Start of GIVEN RECORDS
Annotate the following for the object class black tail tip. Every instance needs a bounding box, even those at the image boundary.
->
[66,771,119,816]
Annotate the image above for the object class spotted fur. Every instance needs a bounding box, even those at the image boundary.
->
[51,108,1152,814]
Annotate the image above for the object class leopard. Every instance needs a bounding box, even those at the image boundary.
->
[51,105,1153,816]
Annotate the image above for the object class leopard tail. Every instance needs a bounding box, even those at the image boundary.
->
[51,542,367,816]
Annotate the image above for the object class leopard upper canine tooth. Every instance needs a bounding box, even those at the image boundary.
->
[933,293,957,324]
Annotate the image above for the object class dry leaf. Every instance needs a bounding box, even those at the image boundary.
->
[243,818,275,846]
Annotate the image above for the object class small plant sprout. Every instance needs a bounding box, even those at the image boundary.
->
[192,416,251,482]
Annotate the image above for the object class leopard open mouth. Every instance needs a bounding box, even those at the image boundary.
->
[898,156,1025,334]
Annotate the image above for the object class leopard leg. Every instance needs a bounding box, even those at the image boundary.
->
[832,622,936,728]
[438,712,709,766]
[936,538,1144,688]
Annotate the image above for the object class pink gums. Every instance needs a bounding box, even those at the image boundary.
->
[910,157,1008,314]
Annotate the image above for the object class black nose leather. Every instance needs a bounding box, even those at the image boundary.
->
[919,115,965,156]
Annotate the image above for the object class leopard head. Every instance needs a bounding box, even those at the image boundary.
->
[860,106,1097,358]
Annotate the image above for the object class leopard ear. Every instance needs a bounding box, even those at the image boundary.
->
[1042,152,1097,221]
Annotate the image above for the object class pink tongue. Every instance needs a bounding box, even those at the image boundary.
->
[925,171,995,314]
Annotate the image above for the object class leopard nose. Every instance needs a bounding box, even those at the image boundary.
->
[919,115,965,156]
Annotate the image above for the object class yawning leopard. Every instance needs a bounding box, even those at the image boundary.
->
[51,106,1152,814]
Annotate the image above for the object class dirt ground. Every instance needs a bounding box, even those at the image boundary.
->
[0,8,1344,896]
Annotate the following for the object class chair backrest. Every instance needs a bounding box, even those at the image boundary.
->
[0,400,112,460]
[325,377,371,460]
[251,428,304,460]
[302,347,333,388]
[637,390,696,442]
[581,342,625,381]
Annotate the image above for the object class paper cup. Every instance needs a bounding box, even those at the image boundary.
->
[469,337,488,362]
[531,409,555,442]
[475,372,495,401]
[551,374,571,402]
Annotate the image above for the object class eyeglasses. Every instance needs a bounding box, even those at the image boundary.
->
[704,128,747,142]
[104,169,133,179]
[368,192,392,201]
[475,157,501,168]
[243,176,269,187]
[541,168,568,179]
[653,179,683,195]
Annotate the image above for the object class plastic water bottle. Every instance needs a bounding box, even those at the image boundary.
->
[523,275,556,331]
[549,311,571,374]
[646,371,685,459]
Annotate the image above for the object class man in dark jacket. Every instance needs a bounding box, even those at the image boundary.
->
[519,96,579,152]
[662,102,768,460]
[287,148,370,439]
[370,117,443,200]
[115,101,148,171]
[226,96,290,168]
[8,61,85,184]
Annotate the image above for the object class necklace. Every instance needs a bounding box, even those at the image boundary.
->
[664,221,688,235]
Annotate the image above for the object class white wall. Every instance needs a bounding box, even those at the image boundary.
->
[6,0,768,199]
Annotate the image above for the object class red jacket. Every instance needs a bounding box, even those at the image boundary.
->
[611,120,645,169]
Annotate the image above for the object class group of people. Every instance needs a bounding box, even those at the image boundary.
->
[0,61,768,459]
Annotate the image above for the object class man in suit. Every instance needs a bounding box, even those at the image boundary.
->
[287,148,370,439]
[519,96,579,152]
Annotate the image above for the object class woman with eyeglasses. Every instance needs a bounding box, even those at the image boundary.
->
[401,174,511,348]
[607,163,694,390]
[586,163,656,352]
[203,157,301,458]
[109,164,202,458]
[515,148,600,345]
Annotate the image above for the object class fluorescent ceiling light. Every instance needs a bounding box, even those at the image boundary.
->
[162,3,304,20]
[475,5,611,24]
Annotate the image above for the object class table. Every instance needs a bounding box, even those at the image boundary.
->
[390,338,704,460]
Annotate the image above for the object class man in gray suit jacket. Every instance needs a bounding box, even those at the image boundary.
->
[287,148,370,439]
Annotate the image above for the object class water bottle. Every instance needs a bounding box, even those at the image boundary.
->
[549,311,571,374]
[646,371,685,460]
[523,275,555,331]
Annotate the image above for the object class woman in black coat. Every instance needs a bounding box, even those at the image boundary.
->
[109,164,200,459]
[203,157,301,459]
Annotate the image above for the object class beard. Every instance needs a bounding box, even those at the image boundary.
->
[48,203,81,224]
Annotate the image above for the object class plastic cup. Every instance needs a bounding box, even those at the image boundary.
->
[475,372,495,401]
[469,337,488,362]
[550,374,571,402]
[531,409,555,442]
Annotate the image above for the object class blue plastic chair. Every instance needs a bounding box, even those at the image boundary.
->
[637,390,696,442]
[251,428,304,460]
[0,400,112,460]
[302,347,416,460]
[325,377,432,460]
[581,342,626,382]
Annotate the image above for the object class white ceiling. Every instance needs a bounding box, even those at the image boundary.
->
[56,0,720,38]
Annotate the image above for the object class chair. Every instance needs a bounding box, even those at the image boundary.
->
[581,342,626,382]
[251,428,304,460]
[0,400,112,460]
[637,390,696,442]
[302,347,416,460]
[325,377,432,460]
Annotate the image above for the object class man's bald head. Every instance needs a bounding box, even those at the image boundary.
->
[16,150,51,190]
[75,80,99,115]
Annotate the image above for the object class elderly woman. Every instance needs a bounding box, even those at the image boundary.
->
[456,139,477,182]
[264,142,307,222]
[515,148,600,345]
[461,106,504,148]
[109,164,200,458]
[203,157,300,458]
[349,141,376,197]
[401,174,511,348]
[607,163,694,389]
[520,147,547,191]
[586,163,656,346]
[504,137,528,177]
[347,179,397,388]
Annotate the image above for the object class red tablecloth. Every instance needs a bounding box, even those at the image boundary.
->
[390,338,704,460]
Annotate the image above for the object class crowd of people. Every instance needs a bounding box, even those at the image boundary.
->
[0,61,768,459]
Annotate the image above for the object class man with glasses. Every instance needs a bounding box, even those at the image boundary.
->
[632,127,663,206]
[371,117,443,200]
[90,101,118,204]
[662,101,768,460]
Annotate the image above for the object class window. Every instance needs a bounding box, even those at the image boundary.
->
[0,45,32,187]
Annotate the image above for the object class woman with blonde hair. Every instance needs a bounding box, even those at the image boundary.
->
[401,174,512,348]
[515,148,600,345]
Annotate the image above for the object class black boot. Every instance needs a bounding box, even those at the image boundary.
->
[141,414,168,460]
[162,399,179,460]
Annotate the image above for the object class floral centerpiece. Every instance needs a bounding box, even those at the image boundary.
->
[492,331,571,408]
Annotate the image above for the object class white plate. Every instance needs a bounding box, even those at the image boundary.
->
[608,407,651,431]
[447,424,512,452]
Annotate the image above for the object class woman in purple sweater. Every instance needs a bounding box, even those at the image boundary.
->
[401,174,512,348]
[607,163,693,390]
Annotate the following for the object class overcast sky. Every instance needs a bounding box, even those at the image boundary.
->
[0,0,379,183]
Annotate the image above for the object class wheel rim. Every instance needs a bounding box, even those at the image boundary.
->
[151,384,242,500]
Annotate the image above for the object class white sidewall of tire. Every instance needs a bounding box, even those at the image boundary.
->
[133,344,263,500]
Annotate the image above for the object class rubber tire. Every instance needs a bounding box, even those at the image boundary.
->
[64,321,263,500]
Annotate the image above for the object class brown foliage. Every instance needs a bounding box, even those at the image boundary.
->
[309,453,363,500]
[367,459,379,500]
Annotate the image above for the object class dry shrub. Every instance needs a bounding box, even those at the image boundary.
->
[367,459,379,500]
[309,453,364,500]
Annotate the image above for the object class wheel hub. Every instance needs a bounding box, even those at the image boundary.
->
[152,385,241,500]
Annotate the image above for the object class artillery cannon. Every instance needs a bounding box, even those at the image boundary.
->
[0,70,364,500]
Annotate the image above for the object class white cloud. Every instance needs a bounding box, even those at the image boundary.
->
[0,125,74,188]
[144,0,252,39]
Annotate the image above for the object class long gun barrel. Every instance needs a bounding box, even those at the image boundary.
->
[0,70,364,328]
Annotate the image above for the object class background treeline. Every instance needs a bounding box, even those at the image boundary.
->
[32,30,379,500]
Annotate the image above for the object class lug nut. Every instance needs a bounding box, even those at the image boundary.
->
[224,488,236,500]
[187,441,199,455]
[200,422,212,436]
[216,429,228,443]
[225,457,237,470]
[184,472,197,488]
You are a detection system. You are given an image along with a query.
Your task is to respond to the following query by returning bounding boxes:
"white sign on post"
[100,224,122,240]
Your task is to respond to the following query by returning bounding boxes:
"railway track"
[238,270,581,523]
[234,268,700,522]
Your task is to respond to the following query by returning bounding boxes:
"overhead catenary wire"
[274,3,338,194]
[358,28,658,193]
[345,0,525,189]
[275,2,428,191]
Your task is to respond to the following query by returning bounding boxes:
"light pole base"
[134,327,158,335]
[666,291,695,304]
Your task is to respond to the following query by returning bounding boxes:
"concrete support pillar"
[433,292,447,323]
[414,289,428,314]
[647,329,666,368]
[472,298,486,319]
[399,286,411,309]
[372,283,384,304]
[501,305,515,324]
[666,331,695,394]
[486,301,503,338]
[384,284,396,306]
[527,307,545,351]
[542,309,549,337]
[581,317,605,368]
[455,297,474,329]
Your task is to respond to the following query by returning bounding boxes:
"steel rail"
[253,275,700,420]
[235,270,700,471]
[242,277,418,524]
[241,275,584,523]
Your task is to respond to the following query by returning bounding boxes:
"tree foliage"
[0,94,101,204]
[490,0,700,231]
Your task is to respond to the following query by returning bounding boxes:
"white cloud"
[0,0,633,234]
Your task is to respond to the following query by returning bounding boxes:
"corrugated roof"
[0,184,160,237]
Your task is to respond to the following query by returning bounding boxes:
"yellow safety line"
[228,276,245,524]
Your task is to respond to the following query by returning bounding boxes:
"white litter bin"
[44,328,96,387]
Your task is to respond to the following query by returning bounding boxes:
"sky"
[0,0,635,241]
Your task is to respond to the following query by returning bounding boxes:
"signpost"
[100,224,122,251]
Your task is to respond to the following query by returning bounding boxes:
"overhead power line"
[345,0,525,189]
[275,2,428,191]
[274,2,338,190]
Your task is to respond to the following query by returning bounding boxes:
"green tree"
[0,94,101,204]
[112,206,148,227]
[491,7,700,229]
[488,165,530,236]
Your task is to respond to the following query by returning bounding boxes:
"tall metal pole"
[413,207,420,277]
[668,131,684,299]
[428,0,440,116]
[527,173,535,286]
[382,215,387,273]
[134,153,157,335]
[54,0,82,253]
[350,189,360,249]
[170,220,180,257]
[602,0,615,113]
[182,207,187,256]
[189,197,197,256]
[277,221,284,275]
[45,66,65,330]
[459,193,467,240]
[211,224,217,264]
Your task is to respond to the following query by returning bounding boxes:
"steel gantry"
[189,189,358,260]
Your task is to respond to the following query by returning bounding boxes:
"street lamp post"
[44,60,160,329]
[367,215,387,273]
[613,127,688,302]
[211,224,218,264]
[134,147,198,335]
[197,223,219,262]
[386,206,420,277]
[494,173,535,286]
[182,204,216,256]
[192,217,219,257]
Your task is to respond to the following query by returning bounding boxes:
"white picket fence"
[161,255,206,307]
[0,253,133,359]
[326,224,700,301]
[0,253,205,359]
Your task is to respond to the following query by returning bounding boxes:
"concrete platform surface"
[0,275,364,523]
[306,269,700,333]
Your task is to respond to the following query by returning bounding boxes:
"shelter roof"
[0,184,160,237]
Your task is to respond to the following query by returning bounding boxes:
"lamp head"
End of GIVEN RECORDS
Copy the data above verbatim, starting with the line containing "Annotate the image above for the object class window." and going on through the line containing "[133,344,263,500]", with both of those lines included.

### WRITTEN RESPONSE
Annotate the image above for the object class window. Every instance needs a bounding box, even those at the image boundary.
->
[0,45,32,187]
Annotate the image above for the object class woman with blonde hair. Every instance needs a bounding box, even those at the image boundary.
->
[401,174,512,348]
[515,148,600,345]
Annotate the image above for the object class black boot. Every instance needs a bounding box, even those at the image boundary.
->
[141,414,168,460]
[162,399,179,460]
Annotate the image above for the object class floral centerpiece. Every instance needs a bounding box, even those at the image boundary.
->
[492,331,571,408]
Annotate the image above for the object class white plate. Every instance needs a bounding box, even those at the image boundary.
->
[608,407,651,431]
[447,424,512,452]
Annotate the image above for the object class woman in purple sweater. Every instance needs a bounding box, even those at the image boundary.
->
[401,174,512,348]
[607,163,693,390]
Annotate the following for the object class overcast sky. Every instance needs a bounding box, even those at the image boundary.
->
[0,0,379,183]
Annotate the image above for the object class wheel rim. Every instance needs a bounding box, even those at the image boundary.
->
[151,384,242,500]
Annotate the image above for the object class white sidewall of tire. Every instance needs a bounding box, even those at the image boundary.
->
[133,344,263,500]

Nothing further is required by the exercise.